**What is being asked:**
Print out every record below, exactly as written.
§ §
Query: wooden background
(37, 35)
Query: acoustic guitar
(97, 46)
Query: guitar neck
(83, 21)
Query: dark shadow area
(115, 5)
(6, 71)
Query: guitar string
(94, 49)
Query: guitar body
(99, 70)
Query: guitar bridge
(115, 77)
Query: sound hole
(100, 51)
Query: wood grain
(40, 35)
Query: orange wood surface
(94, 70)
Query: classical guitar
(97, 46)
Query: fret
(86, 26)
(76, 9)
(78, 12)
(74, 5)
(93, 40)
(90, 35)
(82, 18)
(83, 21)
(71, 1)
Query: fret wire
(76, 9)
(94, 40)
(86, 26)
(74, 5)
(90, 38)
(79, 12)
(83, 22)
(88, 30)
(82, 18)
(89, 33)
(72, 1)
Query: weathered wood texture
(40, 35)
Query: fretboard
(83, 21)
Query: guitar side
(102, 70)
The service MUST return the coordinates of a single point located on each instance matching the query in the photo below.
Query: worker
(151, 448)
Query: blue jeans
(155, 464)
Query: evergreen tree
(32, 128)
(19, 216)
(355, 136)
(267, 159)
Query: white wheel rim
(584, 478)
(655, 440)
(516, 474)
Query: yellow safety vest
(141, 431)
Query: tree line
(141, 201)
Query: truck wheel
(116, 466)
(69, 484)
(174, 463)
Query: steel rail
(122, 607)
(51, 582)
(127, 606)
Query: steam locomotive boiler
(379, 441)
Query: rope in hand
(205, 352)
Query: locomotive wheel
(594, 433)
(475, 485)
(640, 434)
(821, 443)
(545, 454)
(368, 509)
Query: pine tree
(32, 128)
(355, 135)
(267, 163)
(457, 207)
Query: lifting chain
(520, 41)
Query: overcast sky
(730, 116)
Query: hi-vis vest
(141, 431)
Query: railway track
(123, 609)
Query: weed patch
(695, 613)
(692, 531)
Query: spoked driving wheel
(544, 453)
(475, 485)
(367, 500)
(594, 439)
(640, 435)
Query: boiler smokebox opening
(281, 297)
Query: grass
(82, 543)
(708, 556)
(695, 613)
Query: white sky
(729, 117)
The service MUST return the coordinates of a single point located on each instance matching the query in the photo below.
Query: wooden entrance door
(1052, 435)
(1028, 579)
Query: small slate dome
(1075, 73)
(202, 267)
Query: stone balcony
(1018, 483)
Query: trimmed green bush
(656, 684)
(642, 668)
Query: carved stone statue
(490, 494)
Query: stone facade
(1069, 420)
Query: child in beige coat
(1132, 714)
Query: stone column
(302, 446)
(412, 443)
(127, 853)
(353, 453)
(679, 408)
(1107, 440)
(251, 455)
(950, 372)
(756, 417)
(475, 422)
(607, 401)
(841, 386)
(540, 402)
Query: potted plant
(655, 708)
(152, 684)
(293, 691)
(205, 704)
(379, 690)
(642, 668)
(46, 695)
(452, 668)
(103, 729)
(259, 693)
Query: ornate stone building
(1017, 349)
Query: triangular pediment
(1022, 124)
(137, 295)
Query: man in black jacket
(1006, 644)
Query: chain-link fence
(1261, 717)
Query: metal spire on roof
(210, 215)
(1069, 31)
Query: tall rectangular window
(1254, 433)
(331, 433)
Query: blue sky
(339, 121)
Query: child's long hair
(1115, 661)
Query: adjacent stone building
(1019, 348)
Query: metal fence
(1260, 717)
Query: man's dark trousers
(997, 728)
§ §
**Exercise result:**
Query: wooden background
(37, 35)
Query: acoustic guitar
(97, 46)
Query: guitar neck
(83, 21)
Query: dark shadow area
(115, 5)
(6, 71)
Query: guitar string
(94, 49)
Query: guitar body
(99, 70)
Query: guitar bridge
(115, 77)
Query: sound hole
(100, 51)
Query: wood grain
(40, 35)
Query: orange wood surface
(94, 70)
Query: classical guitar
(97, 46)
Query: fret
(86, 26)
(76, 9)
(78, 12)
(74, 5)
(93, 40)
(90, 35)
(82, 18)
(83, 21)
(71, 1)
Query: fret wire
(76, 9)
(94, 40)
(86, 26)
(74, 5)
(90, 38)
(79, 12)
(83, 22)
(88, 30)
(82, 18)
(89, 33)
(72, 1)
Query: weathered wood texture
(40, 35)
Query: fretboard
(83, 21)
Query: guitar side
(102, 70)
The service MUST return the coordinates of a single point located on each instance matching the query in the photo below.
Query: worker
(151, 448)
Query: blue jeans
(155, 464)
Query: evergreen tree
(32, 128)
(19, 216)
(355, 136)
(267, 159)
Query: white wheel rim
(584, 478)
(655, 440)
(516, 474)
Query: yellow safety vest
(141, 431)
Query: tree line
(141, 201)
Query: truck wheel
(116, 466)
(69, 484)
(174, 463)
Query: steel rail
(122, 607)
(51, 582)
(127, 606)
Query: steam locomotive boiler
(379, 441)
Query: rope in hand
(205, 352)
Query: locomotive wheel
(594, 433)
(475, 485)
(640, 434)
(821, 443)
(545, 454)
(368, 509)
Query: pine tree
(32, 128)
(355, 135)
(267, 163)
(457, 207)
Query: lifting chain
(520, 41)
Query: overcast sky
(730, 116)
Query: hi-vis vest
(141, 431)
Query: railway track
(123, 609)
Query: weed patch
(695, 613)
(692, 531)
Query: spoked driving wheel
(544, 453)
(475, 485)
(367, 500)
(594, 439)
(640, 435)
Query: boiler smokebox opening
(281, 297)
Query: grass
(82, 543)
(708, 556)
(695, 613)
Query: white sky
(729, 117)
The service MUST return the coordinates of a single point located on each instance matching the query in the photo below.
Query: wooden entrance door
(1052, 435)
(1028, 579)
Query: small slate dome
(1075, 73)
(202, 267)
Query: stone balcony
(1018, 483)
Query: trimmed green bush
(656, 684)
(642, 668)
Query: carved stone statue
(490, 494)
Query: stone facade
(1069, 420)
Query: child in beige coat
(1132, 714)
Query: stone column
(302, 446)
(412, 443)
(127, 853)
(353, 453)
(679, 408)
(1107, 440)
(251, 455)
(950, 372)
(756, 417)
(475, 422)
(607, 401)
(841, 386)
(540, 402)
Query: potted plant
(655, 708)
(152, 684)
(293, 691)
(205, 704)
(379, 690)
(642, 668)
(46, 695)
(452, 668)
(103, 729)
(259, 693)
Query: ornate stone building
(1017, 349)
Query: triangular pediment
(1022, 124)
(137, 295)
Query: man in black jacket
(1006, 644)
Query: chain-link fence
(1261, 717)
Query: metal spire on roof
(210, 215)
(1069, 31)
Query: tall rectangular window
(1254, 433)
(331, 433)
Query: blue sky
(339, 121)
Query: child's long hair
(1115, 661)
Query: adjacent stone building
(1019, 348)
Query: metal fence
(1260, 717)
Query: man's dark trousers
(997, 728)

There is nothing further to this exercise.